§ SOURCE DOCUMENT:

- Opening Delimiter -

Handbooks are developed to outline policies and procedures employees must abide by in the workplace.  But a handbook serves a dual, equally important purpose:  to act as an operable defense against workplace claims brought by employees as a way to demonstrate that the employer had equitable and compliant policies in place.

In California, employers are required to disseminate such workplace information to employees another way: through workplace postings.  The Department of Industrial Relations requires workplace postings be displayed in a ‘conspicuous’ place where they are easily visible to the intended audience, such as a bulletin board or mail-room/break-room wall or, in special circumstances, in a binder if there is no room to post such materials.  In California, every business must post not only the Wage Order(s) that apply to its operation and the minimum wage[1] where employees can see them, but also 16 other employment notices.  Failure to post required, up-to-date notices can have serious consequences, including costly penalties[2] and criminal charges.

- Closing Delimiter -

§ REQUIRED TASKS:
1 > Rewrite the passage on workplace notices from "In California, employers" to "and criminal charges.", changing "bulletin board" to "notice board".
2 > Pick up the passage on workplace notices from its last sentence and keep writing.

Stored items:

- Opening Delimiter -

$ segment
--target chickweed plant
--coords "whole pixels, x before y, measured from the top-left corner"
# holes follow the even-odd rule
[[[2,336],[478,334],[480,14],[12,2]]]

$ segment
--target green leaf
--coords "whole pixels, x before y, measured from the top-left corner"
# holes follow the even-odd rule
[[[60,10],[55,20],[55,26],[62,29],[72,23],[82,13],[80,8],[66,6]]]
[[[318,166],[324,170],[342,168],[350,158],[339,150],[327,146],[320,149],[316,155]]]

- Closing Delimiter -

§ RESPONSES PER TASK:
1 >
In California, employers are required to disseminate such workplace information to employees another way: through workplace postings.  The Department of Industrial Relations requires workplace postings be displayed in a ‘conspicuous’ place where they are easily visible to the intended audience, such as a notice board or mail-room/break-room wall or, in special circumstances, in a binder if there is no room to post such materials.  In California, every business must post not only the Wage Order(s) that apply to its operation and the minimum wage[1] where employees can see them, but also 16 other employment notices.  Failure to post required, up-to-date notices can have serious consequences, including costly penalties[2] and criminal charges.

2 >
In the current landscape, an important question has been posed and recently resolved.  How should posters be provided to employees who work remotely, either part-time or full-time?  Such employees complicate the role of posted notices as a conduit for workplace information, as remote workers may not reside in the same city or even state where the office that conspicuously posts the required notices is located – raises these questions, among others:  How are remote employees made aware of the information posted on these eye-catching notices?  And does the fact that such employees are not able to easily access such information make a workplace claim more viable?  To resolve these conundrums, Governor Gavin Newsom signed into law Senate Bill 657 (“SB 657”) to help employers with just such individuals and with just such issues.  Per California Labor Code section 1207, the statute that codified SB 657 and went into effect January 1, 2022, email distribution was made to be an acceptable way to distribute workplace information to employees.  Notably, the statute expressly states that disseminating information in this way did not change the employer’s obligation to physically display required postings.

So, what information must be posted by California employers?  California employers must post the following federal notices:

  • Employee Rights Under the Fair Labor Standards Act
  • Equal Employment Opportunity Is The Law
  • Employee Rights and Responsibilities Under the Family Medical Leave Act (employers with 50 or more employees only)
  • Your Rights Under USERRA (Uniformed Services Employment and Reemployment Rights Act)
  • Employee Rights: Employee Polygraph Protection Act (EPPA)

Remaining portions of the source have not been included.